Which lines in the entries below contain the word "wall", with case counting? Find each one and copy it out in full.

Pointing dataset records
+ + + +

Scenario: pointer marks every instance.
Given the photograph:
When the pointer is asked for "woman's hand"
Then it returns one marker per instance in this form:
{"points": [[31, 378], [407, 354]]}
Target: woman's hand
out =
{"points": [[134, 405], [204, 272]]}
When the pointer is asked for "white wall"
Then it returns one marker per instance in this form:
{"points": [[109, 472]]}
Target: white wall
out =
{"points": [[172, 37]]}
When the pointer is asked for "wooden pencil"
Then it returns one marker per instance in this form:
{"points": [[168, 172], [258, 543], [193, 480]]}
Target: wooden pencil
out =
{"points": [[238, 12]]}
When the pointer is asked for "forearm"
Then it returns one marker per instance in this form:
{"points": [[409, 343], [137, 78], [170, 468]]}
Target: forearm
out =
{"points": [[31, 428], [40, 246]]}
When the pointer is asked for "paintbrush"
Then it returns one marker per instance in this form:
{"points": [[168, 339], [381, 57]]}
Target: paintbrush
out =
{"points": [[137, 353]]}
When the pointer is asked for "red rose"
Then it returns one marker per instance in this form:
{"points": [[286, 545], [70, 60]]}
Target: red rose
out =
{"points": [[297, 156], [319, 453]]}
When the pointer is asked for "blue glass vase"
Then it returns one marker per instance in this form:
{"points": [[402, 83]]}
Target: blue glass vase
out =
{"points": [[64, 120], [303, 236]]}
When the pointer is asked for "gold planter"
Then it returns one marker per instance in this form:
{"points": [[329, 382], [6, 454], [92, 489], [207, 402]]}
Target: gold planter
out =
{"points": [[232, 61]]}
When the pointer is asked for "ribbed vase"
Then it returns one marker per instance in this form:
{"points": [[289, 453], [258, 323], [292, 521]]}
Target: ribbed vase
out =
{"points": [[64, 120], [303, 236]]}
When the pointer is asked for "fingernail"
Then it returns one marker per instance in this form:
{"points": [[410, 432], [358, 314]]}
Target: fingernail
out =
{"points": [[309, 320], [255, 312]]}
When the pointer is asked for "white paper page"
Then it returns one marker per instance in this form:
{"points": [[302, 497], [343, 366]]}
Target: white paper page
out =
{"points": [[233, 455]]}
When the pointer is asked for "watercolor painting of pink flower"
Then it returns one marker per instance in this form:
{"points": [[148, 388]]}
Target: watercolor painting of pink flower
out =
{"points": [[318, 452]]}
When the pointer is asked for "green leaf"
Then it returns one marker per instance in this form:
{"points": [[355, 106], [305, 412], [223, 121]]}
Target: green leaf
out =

+ + + +

Answer to this exercise
When the pointer is asked for "white wall"
Target: white wall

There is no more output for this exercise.